Location identification entries:

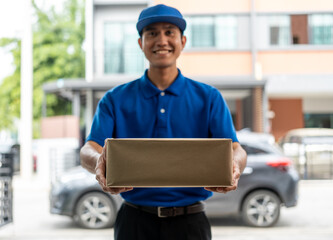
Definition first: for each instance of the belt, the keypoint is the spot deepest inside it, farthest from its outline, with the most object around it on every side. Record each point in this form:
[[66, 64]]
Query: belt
[[170, 211]]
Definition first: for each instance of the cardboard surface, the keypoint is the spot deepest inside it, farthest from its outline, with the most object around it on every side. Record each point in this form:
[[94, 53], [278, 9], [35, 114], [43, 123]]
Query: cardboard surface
[[169, 162]]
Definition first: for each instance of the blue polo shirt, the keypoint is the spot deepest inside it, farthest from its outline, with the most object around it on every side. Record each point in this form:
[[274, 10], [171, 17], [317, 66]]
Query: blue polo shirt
[[138, 109]]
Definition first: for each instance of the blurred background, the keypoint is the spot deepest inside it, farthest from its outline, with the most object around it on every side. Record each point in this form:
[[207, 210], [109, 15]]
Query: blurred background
[[271, 60]]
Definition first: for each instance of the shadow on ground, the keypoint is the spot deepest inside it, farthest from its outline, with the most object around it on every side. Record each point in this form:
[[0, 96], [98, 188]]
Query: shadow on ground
[[219, 222]]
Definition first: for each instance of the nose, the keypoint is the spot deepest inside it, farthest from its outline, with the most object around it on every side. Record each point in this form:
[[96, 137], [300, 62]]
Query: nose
[[162, 40]]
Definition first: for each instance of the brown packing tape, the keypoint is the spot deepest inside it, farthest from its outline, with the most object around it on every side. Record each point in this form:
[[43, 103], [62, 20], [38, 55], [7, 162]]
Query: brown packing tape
[[169, 162]]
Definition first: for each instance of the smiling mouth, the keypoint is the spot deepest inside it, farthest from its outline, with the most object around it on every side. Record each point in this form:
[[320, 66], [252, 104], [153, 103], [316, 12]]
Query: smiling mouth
[[162, 51]]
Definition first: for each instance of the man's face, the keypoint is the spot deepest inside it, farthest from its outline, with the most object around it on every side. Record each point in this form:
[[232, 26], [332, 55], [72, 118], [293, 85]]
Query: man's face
[[162, 44]]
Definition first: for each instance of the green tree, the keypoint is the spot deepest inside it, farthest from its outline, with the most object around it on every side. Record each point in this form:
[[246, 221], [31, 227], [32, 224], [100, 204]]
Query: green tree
[[57, 53]]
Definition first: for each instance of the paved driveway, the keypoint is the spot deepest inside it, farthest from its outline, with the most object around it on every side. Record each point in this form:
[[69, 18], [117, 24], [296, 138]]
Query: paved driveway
[[311, 219]]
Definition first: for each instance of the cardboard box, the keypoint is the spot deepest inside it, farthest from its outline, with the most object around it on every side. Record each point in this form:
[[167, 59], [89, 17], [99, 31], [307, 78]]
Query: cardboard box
[[169, 162]]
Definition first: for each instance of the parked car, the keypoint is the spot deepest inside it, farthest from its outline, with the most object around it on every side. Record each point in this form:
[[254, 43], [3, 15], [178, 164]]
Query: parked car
[[311, 150], [268, 182]]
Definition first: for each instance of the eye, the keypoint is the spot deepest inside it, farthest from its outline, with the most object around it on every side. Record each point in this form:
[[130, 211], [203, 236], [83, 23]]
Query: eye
[[169, 32], [151, 33]]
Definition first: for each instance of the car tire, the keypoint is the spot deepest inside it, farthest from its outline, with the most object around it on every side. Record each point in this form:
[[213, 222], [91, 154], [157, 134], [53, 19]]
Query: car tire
[[261, 209], [95, 210]]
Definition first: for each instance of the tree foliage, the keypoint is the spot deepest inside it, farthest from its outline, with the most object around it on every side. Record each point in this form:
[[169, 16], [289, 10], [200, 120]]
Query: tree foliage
[[57, 53]]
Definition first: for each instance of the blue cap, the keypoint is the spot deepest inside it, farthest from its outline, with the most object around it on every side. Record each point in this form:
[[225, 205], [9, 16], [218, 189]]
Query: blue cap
[[160, 13]]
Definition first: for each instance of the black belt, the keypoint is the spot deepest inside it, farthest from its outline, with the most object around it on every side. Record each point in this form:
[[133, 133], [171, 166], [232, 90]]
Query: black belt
[[170, 211]]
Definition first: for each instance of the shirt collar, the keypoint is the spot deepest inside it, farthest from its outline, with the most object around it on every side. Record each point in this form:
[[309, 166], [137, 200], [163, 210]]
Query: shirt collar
[[149, 89]]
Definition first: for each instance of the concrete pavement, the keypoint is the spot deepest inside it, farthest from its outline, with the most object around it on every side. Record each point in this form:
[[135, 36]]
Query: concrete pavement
[[311, 219]]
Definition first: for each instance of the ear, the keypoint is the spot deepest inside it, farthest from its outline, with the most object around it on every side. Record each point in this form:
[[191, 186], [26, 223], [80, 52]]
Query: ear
[[140, 43], [183, 41]]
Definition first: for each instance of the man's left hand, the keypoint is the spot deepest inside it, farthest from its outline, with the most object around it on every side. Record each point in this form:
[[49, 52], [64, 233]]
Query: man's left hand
[[235, 178]]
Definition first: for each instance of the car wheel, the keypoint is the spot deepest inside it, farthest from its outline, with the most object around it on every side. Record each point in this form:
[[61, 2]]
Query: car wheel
[[261, 209], [95, 210]]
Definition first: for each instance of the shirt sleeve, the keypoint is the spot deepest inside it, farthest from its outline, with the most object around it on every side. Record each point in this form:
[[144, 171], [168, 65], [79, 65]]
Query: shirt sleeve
[[103, 122], [221, 125]]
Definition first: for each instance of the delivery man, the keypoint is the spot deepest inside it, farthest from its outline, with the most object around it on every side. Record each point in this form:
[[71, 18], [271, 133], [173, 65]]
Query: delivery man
[[161, 104]]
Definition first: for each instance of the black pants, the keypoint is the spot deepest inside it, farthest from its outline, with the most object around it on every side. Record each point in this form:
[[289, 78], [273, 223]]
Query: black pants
[[135, 224]]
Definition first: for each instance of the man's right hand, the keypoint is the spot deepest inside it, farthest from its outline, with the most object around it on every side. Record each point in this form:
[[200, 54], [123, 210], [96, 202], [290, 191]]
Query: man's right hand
[[100, 172]]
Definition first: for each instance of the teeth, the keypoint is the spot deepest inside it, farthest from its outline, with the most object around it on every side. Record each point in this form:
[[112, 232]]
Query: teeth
[[162, 51]]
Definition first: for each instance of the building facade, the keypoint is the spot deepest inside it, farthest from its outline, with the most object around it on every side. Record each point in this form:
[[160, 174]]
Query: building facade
[[272, 60]]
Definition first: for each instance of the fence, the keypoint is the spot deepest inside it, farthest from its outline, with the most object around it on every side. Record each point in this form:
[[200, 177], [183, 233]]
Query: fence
[[6, 191]]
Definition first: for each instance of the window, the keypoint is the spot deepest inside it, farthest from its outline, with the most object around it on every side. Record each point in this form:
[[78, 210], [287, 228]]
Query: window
[[201, 32], [226, 32], [122, 53], [218, 31], [279, 30], [318, 120], [321, 28]]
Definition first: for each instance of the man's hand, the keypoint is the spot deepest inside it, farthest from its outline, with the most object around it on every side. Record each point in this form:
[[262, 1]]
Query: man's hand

- Given exercise
Give again, word for word, every line from the one holding "Definition first: for each instance of the window, the" to the end of the data.

- Written answer
Definition first: for each instance of the window, the keypoint is the spot deepest inside it, farthest from its outline, with the most object around it on every side. Record each point in this form:
[[78, 210], [287, 228]]
Query: window
[[201, 32], [226, 32], [122, 53], [218, 31], [279, 30], [318, 120], [321, 28]]
Definition first: for each instance of the man's hand, the keypoint is the spot deepest inside it, farthest from its outline, with the most object around it on every side. Record each point in this form:
[[262, 1]]
Query: man's hand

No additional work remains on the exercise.